PROBLEM STATEMENT – Please output exactly the lines from the one containing "for the fog" through the last line of the records, both included.
DATA FOR REVIEW below:
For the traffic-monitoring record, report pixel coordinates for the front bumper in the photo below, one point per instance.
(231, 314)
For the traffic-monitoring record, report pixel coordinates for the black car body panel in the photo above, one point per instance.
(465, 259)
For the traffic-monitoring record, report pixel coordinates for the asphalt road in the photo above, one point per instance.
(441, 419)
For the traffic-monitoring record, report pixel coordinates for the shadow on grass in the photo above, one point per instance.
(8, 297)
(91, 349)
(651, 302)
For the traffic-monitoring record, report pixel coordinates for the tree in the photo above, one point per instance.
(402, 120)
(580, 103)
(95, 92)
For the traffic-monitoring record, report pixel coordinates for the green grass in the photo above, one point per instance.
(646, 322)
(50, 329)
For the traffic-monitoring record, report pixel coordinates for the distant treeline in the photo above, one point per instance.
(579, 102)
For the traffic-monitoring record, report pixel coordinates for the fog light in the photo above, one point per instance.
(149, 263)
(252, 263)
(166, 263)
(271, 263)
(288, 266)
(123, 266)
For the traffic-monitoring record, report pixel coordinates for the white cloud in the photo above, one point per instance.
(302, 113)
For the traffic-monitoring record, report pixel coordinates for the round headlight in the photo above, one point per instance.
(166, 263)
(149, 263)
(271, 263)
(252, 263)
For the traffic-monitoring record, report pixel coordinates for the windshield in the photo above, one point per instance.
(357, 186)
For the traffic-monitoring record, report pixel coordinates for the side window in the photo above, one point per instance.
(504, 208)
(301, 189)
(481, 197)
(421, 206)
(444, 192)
End of DATA FOR REVIEW.
COMPLETED EXERCISE –
For the traffic-monitoring record, report pixel coordinates for the fog light in the photo above, one point per instance.
(149, 263)
(252, 263)
(166, 263)
(271, 263)
(288, 266)
(123, 266)
For the traffic-monitoring record, report pixel coordinates for the white cloud in the photo above, one point per instance.
(302, 113)
For the traffic-monitoring record, report pixel coordinates for the round headlight in the photo above, one point per instance.
(166, 263)
(149, 263)
(271, 263)
(252, 263)
For the traffic-monitoring record, report pixel coordinates for the windshield in the photo above, one point per instance.
(357, 186)
For the traffic-monitoring record, report pixel coordinates for the side window in the photo above, one point per instance.
(504, 208)
(301, 189)
(481, 197)
(421, 206)
(444, 192)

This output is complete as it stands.